Home > Archives > 01 - 2004 > The root of the schism: worldly thinking in the Church
THE ORTHODOX
from issue no. 01 - 2004

An interview with Bartholomew I, Ecumenic Patriarch of Costantinople

The root of the schism: worldly thinking in the Church


«Of all these disagreements, the one that can be understood most easily is why and wherefore the Church of the West founded its hope in its worldly power»


by Gianni Valente


Bartholomew I during the meeting with the reporters of  30Days

Bartholomew I during the meeting with the reporters of 30Days

After his surprising visit to Cuba at the end of January for the inauguration of the Orthodox cathedral of San Nicola (built in Havana under the auspices of Fidel Castro) Bartholomew I, the Ecumenic Patriarch of Constantinople, is now preparing to come to Rome. In the next months, the restoration and the works of adaptation are finished, the Catholic church of San Theodoro on the Palatino will finally be entrusted to the pope of the Orthodox Archdiocese of Italy so as to facilitate the pastoral care of the Greek-speaking Orthodox believers resident in the Eternal City. On that occasion the arrival in the city of the primus inter pares among the primates of the Orthodox Churches is also expected, to honor with his presence this “handing-over” which is of undeniable ecumenical value. And to pay a visit to John Paul II in the Apostolic Palace also.

STORED DATA
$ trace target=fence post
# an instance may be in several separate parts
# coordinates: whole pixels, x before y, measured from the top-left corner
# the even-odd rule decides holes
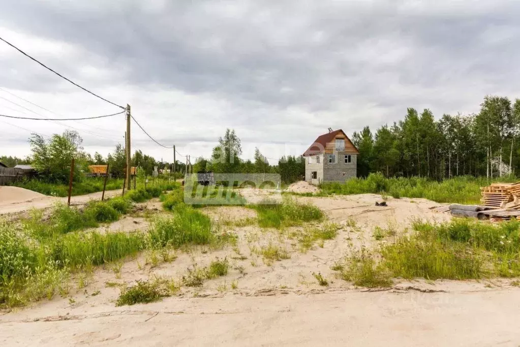
[[[125,181],[123,183],[123,196],[125,196],[125,186],[126,185],[126,169],[125,169]],[[130,186],[130,183],[128,183],[128,186]]]
[[[107,163],[107,172],[105,173],[105,182],[103,183],[103,194],[101,196],[101,201],[103,201],[105,199],[105,189],[107,188],[107,179],[108,178],[108,165],[109,164]]]
[[[70,165],[70,176],[69,177],[69,199],[67,202],[67,206],[70,206],[70,196],[72,194],[72,178],[74,177],[74,158]]]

INSTRUCTION
According to the article on Bartholomew I, what occasion took him to Cuba at the end of January?

ANSWER
The inauguration of the Orthodox cathedral of San Nicola in Havana.